== TASK TO CARRY OUT ==
Exactly as they appear, copy the lines from the start of the entries below to the line containing "Target: rhino's front leg", both ends included.

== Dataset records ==
*** Block opens ***
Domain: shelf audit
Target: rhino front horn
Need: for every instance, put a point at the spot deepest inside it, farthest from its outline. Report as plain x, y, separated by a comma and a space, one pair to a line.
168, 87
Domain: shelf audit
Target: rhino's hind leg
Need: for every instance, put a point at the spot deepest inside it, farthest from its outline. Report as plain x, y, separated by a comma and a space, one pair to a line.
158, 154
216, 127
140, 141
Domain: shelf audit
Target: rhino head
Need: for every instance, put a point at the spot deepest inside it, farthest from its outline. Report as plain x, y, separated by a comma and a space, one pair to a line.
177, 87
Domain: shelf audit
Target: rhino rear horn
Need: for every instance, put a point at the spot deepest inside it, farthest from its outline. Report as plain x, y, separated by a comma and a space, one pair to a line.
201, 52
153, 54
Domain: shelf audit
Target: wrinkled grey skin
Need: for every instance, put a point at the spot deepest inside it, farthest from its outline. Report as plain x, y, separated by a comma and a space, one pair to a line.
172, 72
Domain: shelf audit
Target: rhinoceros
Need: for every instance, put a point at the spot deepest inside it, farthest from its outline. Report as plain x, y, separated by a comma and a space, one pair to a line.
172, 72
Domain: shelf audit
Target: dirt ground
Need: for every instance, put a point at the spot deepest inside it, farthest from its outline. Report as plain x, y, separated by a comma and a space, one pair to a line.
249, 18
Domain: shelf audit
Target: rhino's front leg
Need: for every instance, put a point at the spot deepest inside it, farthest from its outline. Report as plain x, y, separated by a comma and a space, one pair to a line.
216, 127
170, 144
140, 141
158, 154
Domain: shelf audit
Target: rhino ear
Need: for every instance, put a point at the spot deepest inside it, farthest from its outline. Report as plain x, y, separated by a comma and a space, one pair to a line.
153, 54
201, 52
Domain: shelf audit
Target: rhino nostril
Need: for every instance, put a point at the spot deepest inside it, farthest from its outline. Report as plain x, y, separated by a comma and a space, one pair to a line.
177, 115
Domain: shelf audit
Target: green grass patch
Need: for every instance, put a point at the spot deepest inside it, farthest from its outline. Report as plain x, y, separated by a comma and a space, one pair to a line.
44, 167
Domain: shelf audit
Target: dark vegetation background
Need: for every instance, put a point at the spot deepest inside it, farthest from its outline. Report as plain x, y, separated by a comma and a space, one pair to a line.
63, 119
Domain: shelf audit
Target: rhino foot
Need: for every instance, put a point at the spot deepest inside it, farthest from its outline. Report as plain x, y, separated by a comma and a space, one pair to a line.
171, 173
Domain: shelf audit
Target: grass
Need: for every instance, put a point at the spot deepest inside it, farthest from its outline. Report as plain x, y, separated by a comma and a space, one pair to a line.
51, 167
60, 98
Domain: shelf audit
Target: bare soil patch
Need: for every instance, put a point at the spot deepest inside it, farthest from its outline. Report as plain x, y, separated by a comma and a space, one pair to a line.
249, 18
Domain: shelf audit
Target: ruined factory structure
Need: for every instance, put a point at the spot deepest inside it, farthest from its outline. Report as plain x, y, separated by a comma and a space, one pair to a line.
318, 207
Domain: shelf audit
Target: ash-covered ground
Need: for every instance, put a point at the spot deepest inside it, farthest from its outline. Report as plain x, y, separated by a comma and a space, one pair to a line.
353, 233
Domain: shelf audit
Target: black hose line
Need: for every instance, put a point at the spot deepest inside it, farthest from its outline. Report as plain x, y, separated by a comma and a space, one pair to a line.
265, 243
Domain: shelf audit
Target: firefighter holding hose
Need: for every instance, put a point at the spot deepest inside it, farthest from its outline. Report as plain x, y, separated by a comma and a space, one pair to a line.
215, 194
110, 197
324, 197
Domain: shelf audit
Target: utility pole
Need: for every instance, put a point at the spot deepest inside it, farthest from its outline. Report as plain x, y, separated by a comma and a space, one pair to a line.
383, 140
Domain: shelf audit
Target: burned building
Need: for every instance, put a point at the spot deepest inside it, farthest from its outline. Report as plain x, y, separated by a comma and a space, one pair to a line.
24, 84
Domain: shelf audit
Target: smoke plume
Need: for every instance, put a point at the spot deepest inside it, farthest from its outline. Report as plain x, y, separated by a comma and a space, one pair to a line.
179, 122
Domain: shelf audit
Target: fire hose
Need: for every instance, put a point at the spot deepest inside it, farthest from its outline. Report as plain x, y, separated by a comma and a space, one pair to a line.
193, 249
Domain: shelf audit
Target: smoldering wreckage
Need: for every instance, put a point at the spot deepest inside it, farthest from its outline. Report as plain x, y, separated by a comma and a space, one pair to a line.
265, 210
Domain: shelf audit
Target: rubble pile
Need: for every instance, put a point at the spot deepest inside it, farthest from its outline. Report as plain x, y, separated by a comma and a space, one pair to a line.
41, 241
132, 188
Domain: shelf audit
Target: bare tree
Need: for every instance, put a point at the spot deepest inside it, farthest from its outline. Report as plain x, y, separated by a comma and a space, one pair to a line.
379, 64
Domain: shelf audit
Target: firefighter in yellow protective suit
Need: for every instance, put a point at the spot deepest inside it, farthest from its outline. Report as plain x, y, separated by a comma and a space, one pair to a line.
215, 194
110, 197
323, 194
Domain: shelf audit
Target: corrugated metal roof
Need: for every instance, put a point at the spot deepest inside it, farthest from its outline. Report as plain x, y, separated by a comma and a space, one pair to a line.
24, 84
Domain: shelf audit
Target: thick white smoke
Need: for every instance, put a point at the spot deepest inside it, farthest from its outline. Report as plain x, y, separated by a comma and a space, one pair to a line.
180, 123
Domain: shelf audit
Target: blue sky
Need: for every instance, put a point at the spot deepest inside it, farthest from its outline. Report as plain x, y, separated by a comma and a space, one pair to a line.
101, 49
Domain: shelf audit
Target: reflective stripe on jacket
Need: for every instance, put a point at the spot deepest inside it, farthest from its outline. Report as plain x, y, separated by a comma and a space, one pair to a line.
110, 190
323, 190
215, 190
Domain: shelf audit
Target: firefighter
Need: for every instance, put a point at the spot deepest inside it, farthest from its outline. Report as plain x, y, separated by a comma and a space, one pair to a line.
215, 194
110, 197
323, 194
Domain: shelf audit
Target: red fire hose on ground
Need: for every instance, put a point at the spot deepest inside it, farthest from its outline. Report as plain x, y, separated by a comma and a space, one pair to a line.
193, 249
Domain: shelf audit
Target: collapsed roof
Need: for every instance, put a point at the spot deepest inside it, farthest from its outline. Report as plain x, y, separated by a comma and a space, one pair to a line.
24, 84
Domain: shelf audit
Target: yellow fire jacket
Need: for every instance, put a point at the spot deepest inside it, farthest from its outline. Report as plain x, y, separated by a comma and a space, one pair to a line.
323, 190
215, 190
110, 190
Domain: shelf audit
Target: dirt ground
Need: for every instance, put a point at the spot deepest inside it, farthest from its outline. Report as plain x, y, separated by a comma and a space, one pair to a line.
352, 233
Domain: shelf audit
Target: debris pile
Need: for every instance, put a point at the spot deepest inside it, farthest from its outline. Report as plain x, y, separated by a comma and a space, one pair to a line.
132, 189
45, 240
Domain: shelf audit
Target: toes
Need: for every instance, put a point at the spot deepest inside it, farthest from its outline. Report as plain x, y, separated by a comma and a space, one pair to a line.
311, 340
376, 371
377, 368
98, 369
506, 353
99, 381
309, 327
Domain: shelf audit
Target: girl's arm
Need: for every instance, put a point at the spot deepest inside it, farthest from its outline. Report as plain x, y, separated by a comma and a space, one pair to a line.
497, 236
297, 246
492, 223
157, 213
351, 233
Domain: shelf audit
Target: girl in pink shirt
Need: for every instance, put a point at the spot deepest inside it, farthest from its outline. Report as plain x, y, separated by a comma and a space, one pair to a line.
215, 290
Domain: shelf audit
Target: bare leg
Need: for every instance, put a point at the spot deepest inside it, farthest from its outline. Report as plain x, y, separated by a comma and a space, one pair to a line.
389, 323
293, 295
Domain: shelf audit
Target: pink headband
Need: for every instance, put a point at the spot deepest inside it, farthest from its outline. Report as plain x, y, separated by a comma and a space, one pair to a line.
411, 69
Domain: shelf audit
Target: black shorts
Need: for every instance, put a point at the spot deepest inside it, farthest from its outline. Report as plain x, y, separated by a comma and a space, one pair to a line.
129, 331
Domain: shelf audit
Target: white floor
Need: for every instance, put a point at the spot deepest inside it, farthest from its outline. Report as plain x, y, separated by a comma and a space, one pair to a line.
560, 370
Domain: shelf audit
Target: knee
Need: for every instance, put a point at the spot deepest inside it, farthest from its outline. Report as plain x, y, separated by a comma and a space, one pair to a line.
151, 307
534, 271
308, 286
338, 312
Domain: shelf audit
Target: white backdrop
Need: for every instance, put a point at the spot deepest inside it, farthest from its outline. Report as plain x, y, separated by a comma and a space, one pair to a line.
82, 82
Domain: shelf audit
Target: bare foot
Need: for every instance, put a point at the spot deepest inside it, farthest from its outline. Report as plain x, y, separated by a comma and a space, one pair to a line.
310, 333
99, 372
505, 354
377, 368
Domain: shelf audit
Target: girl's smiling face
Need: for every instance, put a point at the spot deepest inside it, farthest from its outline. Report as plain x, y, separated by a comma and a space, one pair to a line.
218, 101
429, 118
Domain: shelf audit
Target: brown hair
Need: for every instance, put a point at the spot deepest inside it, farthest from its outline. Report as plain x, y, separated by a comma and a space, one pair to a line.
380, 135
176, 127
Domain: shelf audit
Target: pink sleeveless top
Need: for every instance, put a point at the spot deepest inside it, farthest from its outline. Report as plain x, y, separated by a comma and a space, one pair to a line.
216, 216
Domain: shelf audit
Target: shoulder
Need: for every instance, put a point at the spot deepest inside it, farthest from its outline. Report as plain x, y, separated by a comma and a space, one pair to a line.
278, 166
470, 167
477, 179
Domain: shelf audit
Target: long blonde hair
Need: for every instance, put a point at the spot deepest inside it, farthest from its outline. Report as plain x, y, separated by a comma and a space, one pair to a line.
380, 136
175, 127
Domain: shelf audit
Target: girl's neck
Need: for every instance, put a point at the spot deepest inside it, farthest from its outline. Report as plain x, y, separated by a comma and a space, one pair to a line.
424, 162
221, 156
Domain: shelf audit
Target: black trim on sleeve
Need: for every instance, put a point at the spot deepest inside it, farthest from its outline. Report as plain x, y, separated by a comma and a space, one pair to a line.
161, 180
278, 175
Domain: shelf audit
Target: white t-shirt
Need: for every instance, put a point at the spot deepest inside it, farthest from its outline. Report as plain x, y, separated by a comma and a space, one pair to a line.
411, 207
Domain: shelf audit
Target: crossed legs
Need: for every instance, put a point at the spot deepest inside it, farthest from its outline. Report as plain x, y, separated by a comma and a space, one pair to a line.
*** Block closes ***
== YOUR RESPONSE ==
Domain: shelf audit
Target: rhino front horn
Need: for every instance, put a point at the spot deepest inside it, farthest from its outline. Report as plain x, y, separated by a comma and a space, one pair to a line.
168, 87
Domain: shelf audit
Target: rhino's hind leg
Need: for every instance, put a point at the spot deepest inside it, farthest from its outline. Report as plain x, y, separated by a comma and a space, one pair to a line.
158, 154
216, 127
140, 141
Domain: shelf audit
Target: rhino head
Need: for every instance, put a point at the spot deepest inside it, farthest from its outline. Report as plain x, y, separated by a comma and a space, one pair to a line.
177, 87
Domain: shelf audit
Target: rhino rear horn
Need: for every instance, put a point at the spot deepest inside it, farthest from its outline. Report as plain x, y, separated by a comma and a space, one pair to a line.
201, 52
153, 54
Domain: shelf audit
Target: wrinkled grey skin
Need: for every instance, put a point at the spot deepest inside it, farthest from its outline. Report as plain x, y, separated by a comma and a space, one pair to a line.
172, 72
Domain: shelf audit
Target: rhinoceros
Need: for every instance, put a point at the spot deepest inside it, farthest from its outline. Report as plain x, y, separated by a comma and a space, one pair to a line.
172, 72
Domain: shelf audit
Target: dirt ground
Need: for every instance, put a point at the spot deepest inside it, farthest from its outline. Report as plain x, y, separated by a comma and a space, one pair to a line.
249, 18
Domain: shelf audit
Target: rhino's front leg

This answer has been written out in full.